*Dataset excerpts*.
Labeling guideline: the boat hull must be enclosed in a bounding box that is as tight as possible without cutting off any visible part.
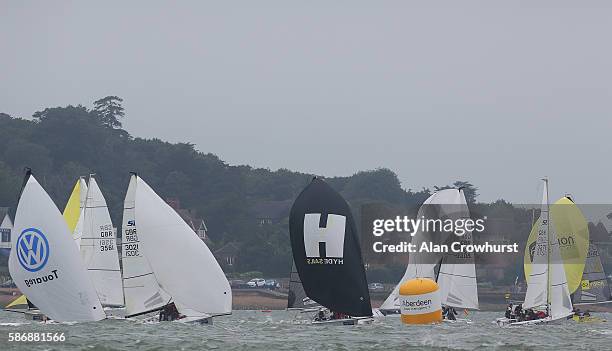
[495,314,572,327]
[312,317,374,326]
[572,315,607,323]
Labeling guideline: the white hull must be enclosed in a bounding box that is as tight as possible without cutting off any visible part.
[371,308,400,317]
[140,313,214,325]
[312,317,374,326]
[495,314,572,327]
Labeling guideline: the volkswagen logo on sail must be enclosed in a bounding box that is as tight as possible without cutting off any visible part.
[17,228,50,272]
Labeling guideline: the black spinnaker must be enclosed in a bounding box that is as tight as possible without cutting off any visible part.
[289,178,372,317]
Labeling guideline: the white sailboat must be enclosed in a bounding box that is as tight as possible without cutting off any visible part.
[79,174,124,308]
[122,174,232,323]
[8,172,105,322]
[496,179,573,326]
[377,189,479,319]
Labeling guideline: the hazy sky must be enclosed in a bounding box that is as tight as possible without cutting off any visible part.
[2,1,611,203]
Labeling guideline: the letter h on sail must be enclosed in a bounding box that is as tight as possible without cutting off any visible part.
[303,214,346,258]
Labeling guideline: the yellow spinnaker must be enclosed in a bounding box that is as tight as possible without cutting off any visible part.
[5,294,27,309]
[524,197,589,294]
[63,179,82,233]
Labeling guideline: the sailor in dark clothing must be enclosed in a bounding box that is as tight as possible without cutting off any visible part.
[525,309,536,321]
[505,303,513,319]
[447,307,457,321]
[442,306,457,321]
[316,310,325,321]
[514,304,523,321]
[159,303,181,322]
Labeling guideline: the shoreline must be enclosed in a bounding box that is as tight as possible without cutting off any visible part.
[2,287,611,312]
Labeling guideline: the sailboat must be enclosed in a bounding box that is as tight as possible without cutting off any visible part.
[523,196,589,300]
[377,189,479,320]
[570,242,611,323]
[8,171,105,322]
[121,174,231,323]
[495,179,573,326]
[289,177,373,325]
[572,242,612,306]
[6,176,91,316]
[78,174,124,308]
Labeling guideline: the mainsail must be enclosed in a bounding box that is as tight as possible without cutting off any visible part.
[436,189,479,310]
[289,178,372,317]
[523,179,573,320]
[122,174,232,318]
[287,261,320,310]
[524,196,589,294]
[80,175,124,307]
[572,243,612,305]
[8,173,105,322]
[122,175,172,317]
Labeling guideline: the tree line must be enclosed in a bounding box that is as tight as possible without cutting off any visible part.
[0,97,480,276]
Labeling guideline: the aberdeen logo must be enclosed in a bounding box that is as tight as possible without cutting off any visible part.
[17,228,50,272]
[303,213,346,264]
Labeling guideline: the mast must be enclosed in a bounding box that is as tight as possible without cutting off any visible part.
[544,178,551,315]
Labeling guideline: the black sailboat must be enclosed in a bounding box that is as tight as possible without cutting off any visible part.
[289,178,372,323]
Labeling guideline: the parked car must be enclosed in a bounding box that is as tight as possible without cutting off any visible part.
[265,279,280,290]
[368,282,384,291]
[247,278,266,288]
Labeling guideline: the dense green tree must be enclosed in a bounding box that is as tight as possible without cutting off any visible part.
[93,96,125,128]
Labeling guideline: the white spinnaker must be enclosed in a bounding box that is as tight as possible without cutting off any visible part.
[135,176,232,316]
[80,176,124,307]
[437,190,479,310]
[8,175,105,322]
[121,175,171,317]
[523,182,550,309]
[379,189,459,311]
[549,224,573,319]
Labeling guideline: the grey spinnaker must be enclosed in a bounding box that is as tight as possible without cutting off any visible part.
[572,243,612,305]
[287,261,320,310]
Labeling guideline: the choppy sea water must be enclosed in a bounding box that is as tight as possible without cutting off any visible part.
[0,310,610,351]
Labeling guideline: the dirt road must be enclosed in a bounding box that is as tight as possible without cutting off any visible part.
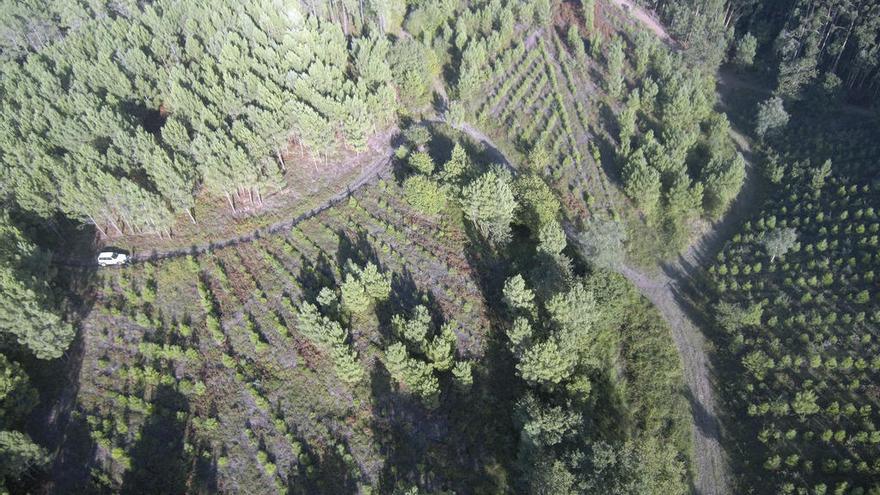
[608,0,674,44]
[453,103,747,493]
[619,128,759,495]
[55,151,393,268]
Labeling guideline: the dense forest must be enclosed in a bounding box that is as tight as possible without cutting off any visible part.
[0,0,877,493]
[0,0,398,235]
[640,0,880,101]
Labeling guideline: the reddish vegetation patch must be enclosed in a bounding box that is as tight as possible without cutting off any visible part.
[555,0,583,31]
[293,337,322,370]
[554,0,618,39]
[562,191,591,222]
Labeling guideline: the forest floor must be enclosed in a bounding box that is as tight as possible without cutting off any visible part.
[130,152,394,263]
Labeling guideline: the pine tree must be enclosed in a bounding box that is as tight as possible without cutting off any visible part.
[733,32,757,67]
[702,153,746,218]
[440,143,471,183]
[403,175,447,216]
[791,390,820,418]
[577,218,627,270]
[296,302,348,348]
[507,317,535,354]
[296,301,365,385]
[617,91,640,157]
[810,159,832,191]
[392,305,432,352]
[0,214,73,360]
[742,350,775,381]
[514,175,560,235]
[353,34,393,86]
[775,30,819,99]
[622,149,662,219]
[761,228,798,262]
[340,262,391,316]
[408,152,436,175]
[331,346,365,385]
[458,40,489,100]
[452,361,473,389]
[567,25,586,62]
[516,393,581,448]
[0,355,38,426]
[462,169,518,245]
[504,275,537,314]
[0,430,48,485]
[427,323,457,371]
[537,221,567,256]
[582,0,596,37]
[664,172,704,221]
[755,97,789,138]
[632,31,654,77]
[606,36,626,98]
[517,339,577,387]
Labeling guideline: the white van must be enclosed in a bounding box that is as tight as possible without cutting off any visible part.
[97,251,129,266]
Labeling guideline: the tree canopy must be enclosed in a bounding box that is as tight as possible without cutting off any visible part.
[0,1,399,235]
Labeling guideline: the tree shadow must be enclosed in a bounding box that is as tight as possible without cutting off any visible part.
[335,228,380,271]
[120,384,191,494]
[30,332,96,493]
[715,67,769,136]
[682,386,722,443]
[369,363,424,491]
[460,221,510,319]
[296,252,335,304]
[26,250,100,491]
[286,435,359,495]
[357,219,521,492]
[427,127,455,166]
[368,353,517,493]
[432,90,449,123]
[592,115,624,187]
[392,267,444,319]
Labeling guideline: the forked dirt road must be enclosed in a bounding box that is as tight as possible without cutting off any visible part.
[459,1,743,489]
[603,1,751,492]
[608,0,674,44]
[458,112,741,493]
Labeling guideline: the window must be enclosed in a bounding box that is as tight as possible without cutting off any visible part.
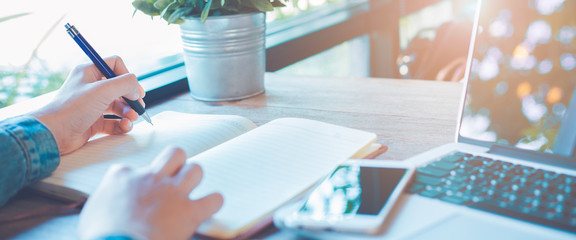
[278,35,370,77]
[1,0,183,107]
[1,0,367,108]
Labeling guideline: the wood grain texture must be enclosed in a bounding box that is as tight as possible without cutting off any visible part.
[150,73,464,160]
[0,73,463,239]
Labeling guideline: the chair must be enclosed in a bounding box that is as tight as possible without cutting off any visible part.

*Directions for this task*.
Whenever images occur above, omit them and retype each line exactly as it stands.

*Problem solution*.
Labeling guideline: the boat hull must be enclosed in a bounding box that is as tight as possible without cutting off any visible part.
[495,314,572,327]
[312,317,374,326]
[572,315,607,323]
Labeling guideline: the white hull must be enclosed in a bounding box that is as tight as possible without cutting off any visible part.
[371,308,400,317]
[140,313,214,325]
[312,317,374,326]
[495,314,572,327]
Labeling guideline: the volkswagen logo on sail must be enclosed in a bounding box that is as tight as possible without cutting off any visible part.
[17,228,50,272]
Labeling guideline: the black spinnaker must be enclosed in a bounding box that is as tight as possible without cutting off any visible part.
[289,178,372,317]
Labeling guideline: the white sailboat must be enclosed in a bounding box that is as tight as possible without cutting off any visible part.
[79,174,124,308]
[122,174,232,323]
[8,172,105,322]
[496,179,573,326]
[377,189,479,319]
Labeling guideline: the hazy sky must be enclosed in a bounding box that is as tight as possible without cutting off any visible part.
[2,1,611,203]
Labeling guideline: the letter h on sail must be enclosed in a bounding box that is as tight as possible without cutting off any visible part.
[303,214,346,258]
Labeling guideline: the yellow spinnaker must be enclosed in a bounding box that is as tight as possible without cutting off any visible part.
[5,294,27,309]
[524,197,589,294]
[63,179,82,233]
Labeling guideline: the sailor in dark clothing must be enclosed in a bounding box that is as tight as possible without cutting off any visible part.
[525,309,536,321]
[505,303,513,319]
[447,307,457,321]
[442,306,457,321]
[316,310,325,321]
[514,304,523,321]
[159,303,181,322]
Labeling guideline: the shoreline must be enclosed in a bounding box that is as tight as possible without cutting off any visible part.
[2,287,611,312]
Labeling guideline: the sailboat must be enclosed in a bounding box that is as tight as possible without cutting off any visible part.
[523,196,589,300]
[377,189,479,320]
[570,242,611,323]
[8,171,105,322]
[121,174,231,323]
[495,179,573,326]
[289,177,373,325]
[572,242,612,306]
[6,176,91,316]
[78,174,124,308]
Labeling guideline: the mainsail must be enclosed in a bounding box that is as tight as possible without cutting off any visible part.
[436,189,479,310]
[289,178,372,317]
[523,179,573,320]
[122,174,232,318]
[287,261,320,310]
[524,196,589,294]
[80,175,124,307]
[572,243,612,305]
[8,173,105,322]
[122,175,172,317]
Labeling guideline: the tree line must be enclosed in a bounding box that is as tight as possible without cutting off any visible part.
[0,97,480,276]
Labeling guideline: the aberdeen logo must be enclosed in a bounding box that is as tight as possible without cutting off any visible part.
[17,228,50,272]
[303,213,346,264]
Labeling guideline: the mast must be enclosed in a bounding box that is as tight as possible without cutting off any visible part.
[544,178,551,315]
Labeling guideline: the black sailboat must be enclosed in a bounding box that is as tight as possible without cutting off any visible part.
[289,178,372,323]
Labeling guideline: the parked car must be enclosed in a bounding box that is as tight as possible without cutting off any visible part.
[265,279,280,290]
[368,282,384,291]
[247,278,266,288]
Labeling guideline: the dense green tree must be enclosed in a bounding box that is as tight as possible without cutting off any visible part.
[93,96,125,128]
Labeling guideline: the white spinnaker must be enclosed in a bounding box that is as tight as possible without cutting off any visible part.
[135,176,232,316]
[80,176,124,307]
[437,190,479,310]
[8,175,105,322]
[121,175,171,317]
[523,182,550,309]
[379,189,459,311]
[549,224,573,319]
Labeling guideline: the grey spinnaker must be enclosed in a bounding box that is as tight as possible without cutting off any visible part.
[572,243,612,305]
[287,261,320,310]
Labeling guideline: the choppy sea water must be enclosed in a bounding box that is as tight as possible without cutting off any visible part.
[0,310,610,351]
Labeling guideline: the dirt road must be enclosed in a bounding box that is as tight as possible without cutting off any visible part.
[608,0,674,44]
[453,103,747,493]
[619,128,759,495]
[55,151,393,268]
Labeling guideline: the dense forest must be enclosed in a bounding box that is as tight as possible without cutting off any visible part.
[0,0,877,493]
[0,0,398,235]
[640,0,880,101]
Labeling guideline: the reddish vegetation patch must be enclosed in a bounding box that is as tight as possible without cutting off any visible part.
[555,0,583,31]
[293,337,322,370]
[554,0,618,39]
[562,191,591,222]
Labeling guideline: the forest floor must be enclosed in a bounding box that is as tight as possible without cutting off any visible part.
[130,152,394,263]
Labeling guideline: the pine tree must be enclosed in a bounding box that is as tight as possible without cutting off any visible part.
[733,32,757,67]
[702,153,746,218]
[440,143,471,183]
[403,175,447,216]
[791,390,820,418]
[577,218,627,270]
[296,302,348,348]
[507,317,535,354]
[296,301,365,385]
[617,91,640,157]
[810,159,832,191]
[392,305,432,352]
[0,214,73,360]
[742,350,775,381]
[514,175,560,235]
[353,34,393,86]
[775,30,819,99]
[622,149,662,219]
[761,228,798,262]
[340,262,391,316]
[408,152,436,175]
[331,346,365,385]
[458,40,489,100]
[452,361,473,389]
[567,25,586,62]
[516,393,581,448]
[0,355,38,426]
[462,169,518,245]
[504,275,537,314]
[0,430,48,485]
[427,323,457,371]
[537,221,567,256]
[582,0,596,37]
[664,172,704,221]
[755,97,789,138]
[632,31,654,77]
[606,36,626,98]
[517,339,577,387]
Labeling guideline: the white van must be enclosed in a bounding box that is as tight as possible without cutting off any visible part.
[97,251,129,266]
Labeling guideline: the tree canopy must be enclosed in a bounding box that is as tight as possible without cutting off any visible part.
[0,1,399,235]
Labeling guideline: the tree shadow must be enclosed in a bounding box that is as tight as possible without cutting off any visible part.
[335,228,380,271]
[120,384,191,494]
[30,332,96,493]
[715,67,769,136]
[682,386,722,443]
[369,363,424,491]
[460,221,510,319]
[296,252,335,304]
[26,250,100,491]
[286,435,359,495]
[357,219,521,492]
[427,127,455,166]
[368,353,517,493]
[432,90,449,123]
[592,115,624,187]
[392,267,444,319]
Labeling guideline: the forked dirt road must be enclosed in a bounding box that is as tight as possible without cutting off any visible part.
[459,1,743,489]
[603,1,751,492]
[608,0,674,44]
[458,112,741,493]
Labeling guideline: the window must be enclosed in a bounding box that is as tight as possible without cutting off any visible part.
[278,35,370,77]
[1,0,183,107]
[1,0,367,108]
Labeling guideline: the wood grain texture must be enclosed in a bounding box that is as tight as possible without cutting off any visible part.
[150,73,464,160]
[0,73,463,239]
Labeling guideline: the chair must be enclosed in a bounding box that is as tight as possible without cutting off any visible part.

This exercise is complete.